▶ Exercise directions: Copy only the part of the material that opens with the line containing "If you could indicate the fog" and closes with the line containing "point(302, 368)", keeping the requests and their format samples unchanged. Scale every coordinate in the answer points by 1.75 and round each to a whole number, with halves rounding up.
☆ ☆ ☆ ☆ ☆ ☆ ☆
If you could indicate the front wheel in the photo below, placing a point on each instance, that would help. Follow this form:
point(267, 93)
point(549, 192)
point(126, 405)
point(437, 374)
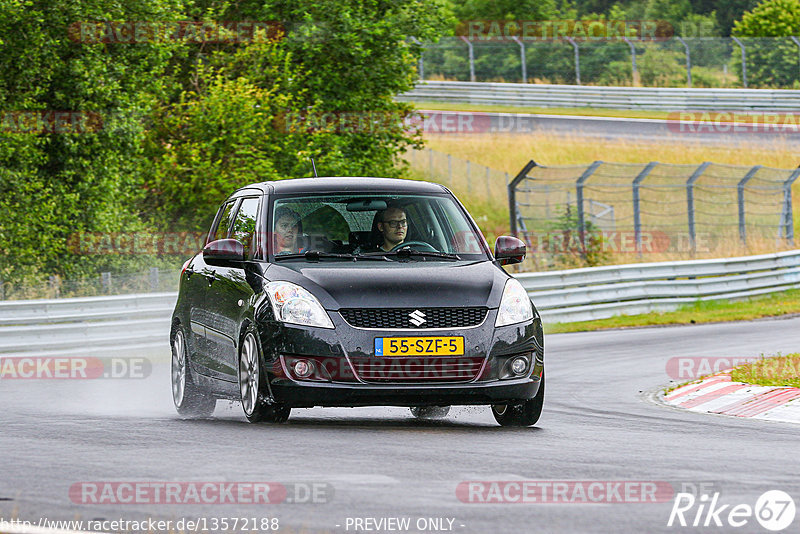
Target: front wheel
point(526, 413)
point(188, 398)
point(251, 381)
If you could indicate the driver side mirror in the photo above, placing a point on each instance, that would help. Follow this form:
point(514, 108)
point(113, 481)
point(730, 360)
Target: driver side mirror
point(508, 250)
point(223, 251)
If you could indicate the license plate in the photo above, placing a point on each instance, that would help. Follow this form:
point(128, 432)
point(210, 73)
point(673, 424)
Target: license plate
point(419, 346)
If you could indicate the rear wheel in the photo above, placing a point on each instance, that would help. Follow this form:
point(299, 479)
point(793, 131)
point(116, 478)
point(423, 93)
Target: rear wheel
point(430, 412)
point(526, 413)
point(251, 382)
point(189, 400)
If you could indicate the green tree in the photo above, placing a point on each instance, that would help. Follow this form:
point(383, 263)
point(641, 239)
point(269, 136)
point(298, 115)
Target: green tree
point(55, 183)
point(771, 62)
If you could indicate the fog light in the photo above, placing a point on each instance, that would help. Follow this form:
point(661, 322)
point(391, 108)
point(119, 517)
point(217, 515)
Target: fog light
point(519, 365)
point(302, 368)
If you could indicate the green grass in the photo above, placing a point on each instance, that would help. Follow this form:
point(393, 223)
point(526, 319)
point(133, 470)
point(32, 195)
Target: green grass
point(776, 371)
point(773, 305)
point(587, 111)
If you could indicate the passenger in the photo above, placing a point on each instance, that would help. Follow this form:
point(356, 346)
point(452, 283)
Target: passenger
point(287, 231)
point(393, 226)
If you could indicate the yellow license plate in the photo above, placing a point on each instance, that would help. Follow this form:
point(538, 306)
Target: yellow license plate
point(419, 346)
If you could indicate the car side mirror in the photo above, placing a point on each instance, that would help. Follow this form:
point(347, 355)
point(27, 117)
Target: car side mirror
point(508, 250)
point(223, 251)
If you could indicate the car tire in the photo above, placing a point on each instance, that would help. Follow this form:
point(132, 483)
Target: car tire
point(526, 413)
point(189, 399)
point(252, 383)
point(430, 412)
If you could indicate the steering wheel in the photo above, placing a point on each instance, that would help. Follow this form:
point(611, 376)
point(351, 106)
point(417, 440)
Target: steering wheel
point(422, 244)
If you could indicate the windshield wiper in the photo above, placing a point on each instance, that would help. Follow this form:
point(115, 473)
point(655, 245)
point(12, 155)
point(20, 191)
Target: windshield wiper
point(408, 252)
point(315, 255)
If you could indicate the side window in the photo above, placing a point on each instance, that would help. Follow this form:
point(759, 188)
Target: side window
point(221, 231)
point(244, 225)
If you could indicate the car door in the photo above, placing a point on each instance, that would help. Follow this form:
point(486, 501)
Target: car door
point(200, 277)
point(229, 294)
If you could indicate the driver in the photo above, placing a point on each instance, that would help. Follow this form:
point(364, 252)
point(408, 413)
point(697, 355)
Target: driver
point(393, 226)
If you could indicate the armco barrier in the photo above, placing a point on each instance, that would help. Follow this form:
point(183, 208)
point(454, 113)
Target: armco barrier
point(105, 325)
point(577, 96)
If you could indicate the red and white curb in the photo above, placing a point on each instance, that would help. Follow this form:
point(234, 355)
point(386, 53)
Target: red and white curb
point(719, 394)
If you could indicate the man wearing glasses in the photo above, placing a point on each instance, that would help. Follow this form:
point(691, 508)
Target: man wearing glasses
point(393, 226)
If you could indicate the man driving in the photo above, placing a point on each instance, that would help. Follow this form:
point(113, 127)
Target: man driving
point(393, 226)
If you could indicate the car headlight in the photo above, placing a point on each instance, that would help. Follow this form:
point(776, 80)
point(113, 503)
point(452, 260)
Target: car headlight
point(515, 306)
point(295, 305)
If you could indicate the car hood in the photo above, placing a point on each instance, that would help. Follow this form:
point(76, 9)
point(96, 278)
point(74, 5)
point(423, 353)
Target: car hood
point(396, 284)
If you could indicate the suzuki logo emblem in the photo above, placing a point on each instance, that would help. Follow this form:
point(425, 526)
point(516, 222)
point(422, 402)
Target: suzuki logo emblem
point(416, 318)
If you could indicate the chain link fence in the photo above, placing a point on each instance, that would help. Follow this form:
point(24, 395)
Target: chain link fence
point(652, 208)
point(674, 62)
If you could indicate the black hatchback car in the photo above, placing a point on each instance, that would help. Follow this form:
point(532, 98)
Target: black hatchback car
point(354, 292)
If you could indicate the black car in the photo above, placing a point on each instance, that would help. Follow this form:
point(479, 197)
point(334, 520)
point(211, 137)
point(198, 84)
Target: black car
point(354, 292)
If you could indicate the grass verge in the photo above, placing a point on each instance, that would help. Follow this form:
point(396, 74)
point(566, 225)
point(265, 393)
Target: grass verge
point(775, 371)
point(773, 305)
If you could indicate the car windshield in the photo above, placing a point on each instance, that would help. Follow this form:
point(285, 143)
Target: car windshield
point(362, 225)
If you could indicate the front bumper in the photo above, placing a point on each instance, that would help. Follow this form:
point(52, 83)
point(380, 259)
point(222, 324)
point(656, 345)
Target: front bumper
point(345, 350)
point(307, 395)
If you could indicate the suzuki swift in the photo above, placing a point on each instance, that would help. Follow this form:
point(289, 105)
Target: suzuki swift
point(354, 292)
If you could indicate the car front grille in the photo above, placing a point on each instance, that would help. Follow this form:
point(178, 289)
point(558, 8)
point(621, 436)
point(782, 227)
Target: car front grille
point(413, 318)
point(428, 369)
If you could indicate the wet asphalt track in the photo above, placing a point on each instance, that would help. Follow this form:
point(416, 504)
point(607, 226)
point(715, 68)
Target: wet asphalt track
point(598, 424)
point(711, 132)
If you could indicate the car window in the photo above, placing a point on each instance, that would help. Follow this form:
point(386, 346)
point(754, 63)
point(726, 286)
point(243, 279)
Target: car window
point(224, 222)
point(349, 223)
point(244, 224)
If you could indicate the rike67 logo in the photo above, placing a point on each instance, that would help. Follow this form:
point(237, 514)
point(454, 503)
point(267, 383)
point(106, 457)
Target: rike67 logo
point(774, 510)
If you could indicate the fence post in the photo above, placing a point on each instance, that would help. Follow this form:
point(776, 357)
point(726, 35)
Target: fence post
☆ ☆ ☆ ☆ ☆ ☆ ☆
▶ Task output:
If you could indicate the fog light in the photo above, placing a point on each instance, that would help. Follow this form:
point(661, 322)
point(391, 108)
point(119, 517)
point(217, 515)
Target: fog light
point(908, 639)
point(529, 644)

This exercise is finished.